• [Data to use]
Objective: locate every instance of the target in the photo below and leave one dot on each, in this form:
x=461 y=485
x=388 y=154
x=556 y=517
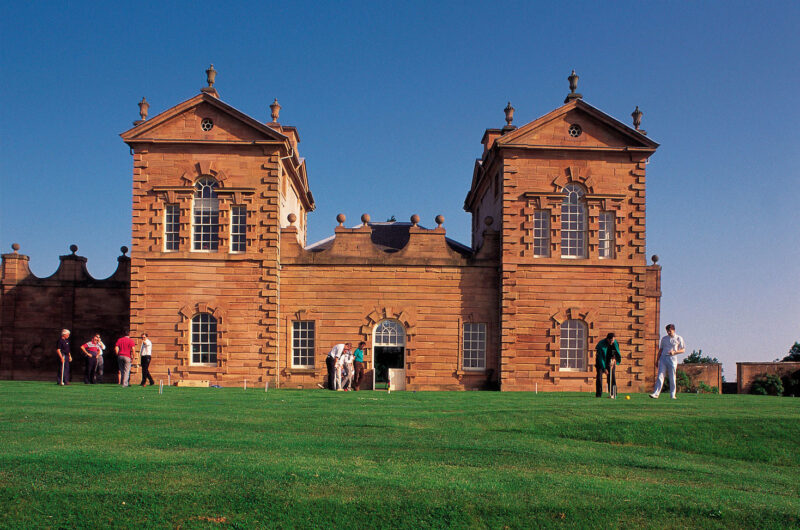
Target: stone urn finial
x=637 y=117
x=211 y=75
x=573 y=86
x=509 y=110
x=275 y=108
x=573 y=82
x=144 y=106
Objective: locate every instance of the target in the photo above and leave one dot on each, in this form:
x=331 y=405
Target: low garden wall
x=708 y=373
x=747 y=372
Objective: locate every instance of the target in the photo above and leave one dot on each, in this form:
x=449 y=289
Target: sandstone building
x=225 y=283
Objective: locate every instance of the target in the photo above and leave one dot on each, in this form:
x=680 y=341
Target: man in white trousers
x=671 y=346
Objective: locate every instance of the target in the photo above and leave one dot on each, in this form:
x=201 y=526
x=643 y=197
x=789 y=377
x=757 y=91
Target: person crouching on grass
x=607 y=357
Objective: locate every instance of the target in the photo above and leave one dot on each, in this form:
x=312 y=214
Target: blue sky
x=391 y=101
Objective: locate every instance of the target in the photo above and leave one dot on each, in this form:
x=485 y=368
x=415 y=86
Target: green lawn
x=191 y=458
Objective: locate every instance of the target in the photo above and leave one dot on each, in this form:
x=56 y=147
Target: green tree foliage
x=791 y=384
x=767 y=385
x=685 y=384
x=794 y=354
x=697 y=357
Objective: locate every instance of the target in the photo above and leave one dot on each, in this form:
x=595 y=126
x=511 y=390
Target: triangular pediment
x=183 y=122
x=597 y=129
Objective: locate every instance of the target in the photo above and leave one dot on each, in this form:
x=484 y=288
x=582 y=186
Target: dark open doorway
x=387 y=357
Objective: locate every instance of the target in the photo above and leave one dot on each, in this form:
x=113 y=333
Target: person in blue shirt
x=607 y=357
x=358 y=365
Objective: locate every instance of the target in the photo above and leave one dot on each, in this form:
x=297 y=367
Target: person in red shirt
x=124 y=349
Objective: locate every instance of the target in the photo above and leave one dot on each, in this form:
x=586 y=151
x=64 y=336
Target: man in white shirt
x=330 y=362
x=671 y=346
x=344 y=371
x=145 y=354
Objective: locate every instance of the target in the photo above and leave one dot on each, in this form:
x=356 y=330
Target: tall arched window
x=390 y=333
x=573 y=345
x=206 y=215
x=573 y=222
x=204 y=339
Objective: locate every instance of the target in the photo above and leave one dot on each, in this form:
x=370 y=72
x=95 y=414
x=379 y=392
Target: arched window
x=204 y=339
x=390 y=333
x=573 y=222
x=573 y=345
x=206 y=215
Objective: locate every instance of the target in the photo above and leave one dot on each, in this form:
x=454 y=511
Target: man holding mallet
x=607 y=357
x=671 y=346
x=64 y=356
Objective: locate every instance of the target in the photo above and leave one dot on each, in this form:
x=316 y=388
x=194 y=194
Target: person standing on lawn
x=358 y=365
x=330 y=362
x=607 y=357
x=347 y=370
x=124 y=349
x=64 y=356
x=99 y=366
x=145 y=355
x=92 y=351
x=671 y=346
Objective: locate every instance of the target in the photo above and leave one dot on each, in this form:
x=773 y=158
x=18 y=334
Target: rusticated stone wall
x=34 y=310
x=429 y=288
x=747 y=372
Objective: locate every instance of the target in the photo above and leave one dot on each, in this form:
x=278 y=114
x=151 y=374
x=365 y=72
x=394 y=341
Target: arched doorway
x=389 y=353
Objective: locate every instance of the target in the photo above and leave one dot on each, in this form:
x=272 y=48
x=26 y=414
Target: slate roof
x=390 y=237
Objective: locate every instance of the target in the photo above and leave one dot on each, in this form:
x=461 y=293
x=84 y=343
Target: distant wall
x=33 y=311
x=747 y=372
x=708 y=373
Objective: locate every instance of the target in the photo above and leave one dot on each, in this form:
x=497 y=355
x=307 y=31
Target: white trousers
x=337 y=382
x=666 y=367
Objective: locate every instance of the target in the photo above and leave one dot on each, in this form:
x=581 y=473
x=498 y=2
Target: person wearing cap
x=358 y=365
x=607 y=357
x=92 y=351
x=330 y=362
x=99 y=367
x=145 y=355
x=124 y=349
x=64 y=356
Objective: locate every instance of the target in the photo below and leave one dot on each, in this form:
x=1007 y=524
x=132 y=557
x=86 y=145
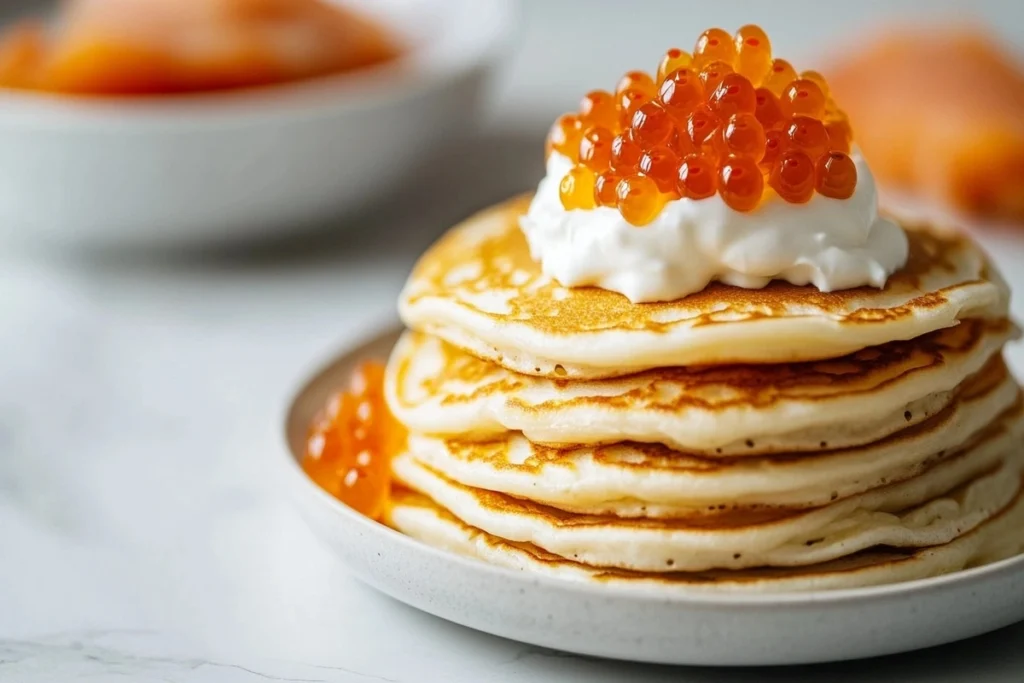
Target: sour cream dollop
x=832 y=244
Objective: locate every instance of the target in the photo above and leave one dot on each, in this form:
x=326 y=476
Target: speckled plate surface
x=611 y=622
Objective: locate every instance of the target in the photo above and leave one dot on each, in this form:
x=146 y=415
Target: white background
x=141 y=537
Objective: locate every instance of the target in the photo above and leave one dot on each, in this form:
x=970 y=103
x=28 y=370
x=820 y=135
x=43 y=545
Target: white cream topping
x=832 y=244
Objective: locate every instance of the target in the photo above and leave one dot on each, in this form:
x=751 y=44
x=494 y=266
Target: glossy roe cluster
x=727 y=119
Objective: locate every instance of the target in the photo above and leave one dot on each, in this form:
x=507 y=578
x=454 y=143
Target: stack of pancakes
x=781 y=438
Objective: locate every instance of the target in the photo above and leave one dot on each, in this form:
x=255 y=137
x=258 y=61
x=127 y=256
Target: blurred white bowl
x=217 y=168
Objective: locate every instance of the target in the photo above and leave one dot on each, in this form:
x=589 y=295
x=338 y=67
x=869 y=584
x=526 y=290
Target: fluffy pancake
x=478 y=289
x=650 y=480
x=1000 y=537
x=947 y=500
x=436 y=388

• [Short task]
Return all of the entries above word for word, line by line, but leave out the pictures.

• [Finished answer]
Objective: locate every instance of the target in the photo below and leave one dot on each, in this form:
x=461 y=485
x=388 y=154
x=556 y=517
Target: stone urn finial
x=637 y=117
x=211 y=75
x=573 y=86
x=509 y=110
x=275 y=108
x=573 y=82
x=144 y=106
Objective: locate every instance of the target in the photo above and leave one dot on each, in this form:
x=331 y=405
Target: low garden wall
x=708 y=373
x=747 y=372
Objective: locate every instance of the target in the photo above and leave one dot on each, in this form:
x=449 y=289
Target: sandstone building
x=225 y=283
Objective: locate every instance of the target in the photo above and leave one dot on each, in this form:
x=680 y=341
Target: man in white trousers
x=671 y=346
Objective: locate every instance of the target in the photo above and leave one dot on each, in this form:
x=201 y=526
x=643 y=197
x=789 y=377
x=757 y=91
Target: person crouching on grass
x=607 y=357
Objective: locate every instance of the target in the photo above and leave one dot on each, in this form:
x=312 y=214
Target: blue sky
x=391 y=101
Objective: locate every instance of the target in the photo above and leave one dot on each, in this form:
x=485 y=368
x=415 y=86
Target: green lawn
x=191 y=458
Objective: locate every instance of the target in the photo above and leave one dot on each, in this form:
x=56 y=147
Target: green tree foliage
x=791 y=384
x=767 y=385
x=685 y=384
x=794 y=354
x=697 y=357
Objective: locate every instance of the target in the photo above and leave one dot on each, in this form:
x=595 y=126
x=511 y=390
Target: triangular pediment
x=183 y=122
x=597 y=129
Objective: locate every instance of the target in the photo above and leave one dot on each, in this form:
x=484 y=288
x=582 y=186
Target: dark open doorway
x=387 y=357
Objective: locate every instance of the target in the photo above and leave one dot on each, in this form:
x=113 y=333
Target: person in blue shirt
x=607 y=357
x=358 y=365
Objective: locate every instance of the target in the photo above and leave one dot on each, in this form:
x=297 y=367
Target: person in red shirt
x=124 y=349
Objective: locate every instance of the target in the photo above and leave one dot on each, in this form:
x=586 y=151
x=64 y=336
Target: man in white shirt
x=330 y=362
x=671 y=346
x=344 y=371
x=145 y=354
Objective: locate every instance of the target in the photo above and leave one dot on each, in this form:
x=356 y=330
Target: tall arched window
x=390 y=333
x=573 y=345
x=206 y=215
x=573 y=222
x=204 y=339
Objective: locate every instance of the target in the photo above and leave one dot on each, in this form:
x=370 y=72
x=95 y=414
x=379 y=392
Target: arched window
x=204 y=339
x=390 y=333
x=573 y=222
x=573 y=345
x=206 y=215
Objective: locate every instance of the target in the photo above and leave one dot on each, in this form:
x=454 y=511
Target: man holding mallet
x=607 y=357
x=671 y=346
x=64 y=356
Objective: locate every instance of the target in the photo above and leave one dot on each, in this form:
x=316 y=388
x=194 y=194
Target: person standing on lawn
x=358 y=365
x=330 y=362
x=607 y=357
x=347 y=370
x=124 y=349
x=64 y=356
x=99 y=366
x=145 y=355
x=92 y=351
x=671 y=346
Objective: locate every instance of the target in the photo above and leave one dot on each, in this form:
x=773 y=158
x=18 y=334
Target: rusticated stone wall
x=34 y=310
x=429 y=288
x=747 y=372
Objective: locate every instance of the target in the photo above and leave one dot on each, in this form:
x=278 y=114
x=151 y=374
x=365 y=72
x=394 y=341
Target: arched doorway
x=389 y=353
Objective: locate every instance of the target in the photo above and leave one dot on each, in this form:
x=272 y=48
x=26 y=414
Target: slate roof
x=390 y=237
Objective: locate every instance of the target in the photo above and leave one dot on each, in this form:
x=461 y=293
x=84 y=343
Target: distant wall
x=33 y=311
x=747 y=372
x=708 y=373
Objective: locate every instance of the target in the photo above and leave one dot on each, in this form:
x=497 y=355
x=307 y=31
Target: white trousers
x=337 y=382
x=666 y=367
Objective: locate every instance of the target in the photo above and leave one dot on each, in this form:
x=581 y=473
x=498 y=2
Target: person wearing cap
x=358 y=365
x=607 y=357
x=92 y=351
x=330 y=362
x=99 y=367
x=145 y=355
x=124 y=349
x=64 y=356
Objective: locate every instance of the target in the photo below and leave one dot on each, in this form:
x=1007 y=524
x=132 y=557
x=86 y=145
Target: sour cream dollop
x=832 y=244
Objective: locate every instance of the target in the photo above and leave one dot on each, in this form:
x=326 y=476
Target: speckled plate surface
x=611 y=622
Objective: locate every instance of the target in the photo above and leave one dot on each, in this form:
x=146 y=415
Target: white background
x=141 y=537
Objective: locate every instance of the target in the photo above and leave one dot on each, in this form:
x=970 y=103
x=28 y=370
x=820 y=135
x=43 y=545
Target: white cream topping
x=832 y=244
Objective: locate every instance of the target in the photo above and leave one dot on each, in this form:
x=751 y=44
x=494 y=266
Target: glossy roe cluster
x=727 y=119
Objective: locate every instance of the target in the photo above and leave one dot on each, in this form:
x=507 y=578
x=454 y=143
Target: stack of pancakes
x=781 y=438
Objective: locate every instance of the target in the photo above and leave one dot on each, in this form:
x=255 y=137
x=258 y=61
x=127 y=256
Target: blurred white bowl
x=217 y=168
Objective: locate every instance of the target in the photo above and leave one dot on each, in this form:
x=589 y=295
x=338 y=67
x=869 y=584
x=526 y=290
Target: fluffy pancake
x=478 y=289
x=650 y=480
x=1000 y=537
x=947 y=500
x=436 y=388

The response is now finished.